**EXTRACTED ENTRIES**:
::::::::::

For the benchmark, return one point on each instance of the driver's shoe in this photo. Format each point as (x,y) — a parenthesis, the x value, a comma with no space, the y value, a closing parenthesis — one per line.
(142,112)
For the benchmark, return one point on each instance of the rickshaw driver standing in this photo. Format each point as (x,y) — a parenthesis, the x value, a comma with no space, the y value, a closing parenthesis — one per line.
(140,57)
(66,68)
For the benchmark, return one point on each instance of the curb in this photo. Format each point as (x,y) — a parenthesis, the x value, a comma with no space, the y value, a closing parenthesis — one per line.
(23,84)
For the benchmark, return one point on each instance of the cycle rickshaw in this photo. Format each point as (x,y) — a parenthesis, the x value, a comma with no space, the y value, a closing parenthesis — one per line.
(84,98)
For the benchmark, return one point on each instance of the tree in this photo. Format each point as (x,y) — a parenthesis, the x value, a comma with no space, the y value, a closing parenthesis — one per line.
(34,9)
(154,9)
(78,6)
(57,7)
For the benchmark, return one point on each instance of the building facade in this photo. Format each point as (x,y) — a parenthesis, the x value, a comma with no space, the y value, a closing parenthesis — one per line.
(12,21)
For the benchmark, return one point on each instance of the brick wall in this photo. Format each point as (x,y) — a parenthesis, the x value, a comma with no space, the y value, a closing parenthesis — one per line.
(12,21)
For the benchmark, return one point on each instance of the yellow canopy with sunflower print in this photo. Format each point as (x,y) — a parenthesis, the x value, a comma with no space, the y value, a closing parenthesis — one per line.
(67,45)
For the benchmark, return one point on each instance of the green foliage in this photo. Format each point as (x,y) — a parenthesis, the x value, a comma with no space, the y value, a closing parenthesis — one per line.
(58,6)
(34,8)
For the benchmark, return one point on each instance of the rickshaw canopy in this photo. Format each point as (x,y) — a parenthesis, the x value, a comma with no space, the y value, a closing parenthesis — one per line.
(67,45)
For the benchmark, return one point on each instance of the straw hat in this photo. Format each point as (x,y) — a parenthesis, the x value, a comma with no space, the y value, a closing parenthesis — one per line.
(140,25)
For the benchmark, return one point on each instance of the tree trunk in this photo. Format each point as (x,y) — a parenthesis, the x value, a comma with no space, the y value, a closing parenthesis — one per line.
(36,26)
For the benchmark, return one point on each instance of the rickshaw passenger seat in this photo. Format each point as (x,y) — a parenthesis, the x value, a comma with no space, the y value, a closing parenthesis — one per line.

::::::::::

**PROBLEM DETAILS**: From the "of the brick" line to the close of the listing, restate each line word for word.

**COMPLETE RESPONSE**:
For the benchmark, return one point on each instance of the brick wall in this photo. Format each point as (x,y) — a parenthesis, the x value, a comma with no space, the y value, a closing parenthesis — one per line.
(12,21)
For the benchmark, return one point on each instance of the yellow canopy with sunflower print in this photo. Format each point as (x,y) — a parenthesis, the x value, a comma with no space, the y value, a closing parenthesis — one per line.
(67,45)
For the benchmark, return one point on each instance of the green foliage in this photo. Format each point as (x,y) — a parenthesis, the x value, a comma with no space, the y value, a closing parenthesis — one per line.
(58,6)
(34,8)
For the benchmark, return one point on each instance of the rickshaw canopy in this photo. Format each point as (x,y) — a parenthesis, the x value, a comma with no space, the y value, a closing parenthesis — one per line.
(67,45)
For the benchmark, return one point on each instance of the straw hat in this photo. Format each point as (x,y) — a parenthesis, the x value, a comma with no space, the y value, a closing parenthesis — one per line.
(140,25)
For the benchmark, return one point on each instance of the tree trunk in this photo. Format each point as (x,y) — a parenthesis, the x value, a comma with no space, the y value, a closing parenthesis — one per line.
(36,26)
For the benchmark, return one point on each instance of the rickshaw passenger seat in this photo. Format each point as (x,y) — a parenthesis, the x value, a comma with no space, the y value, a closing parenthesis — one per line.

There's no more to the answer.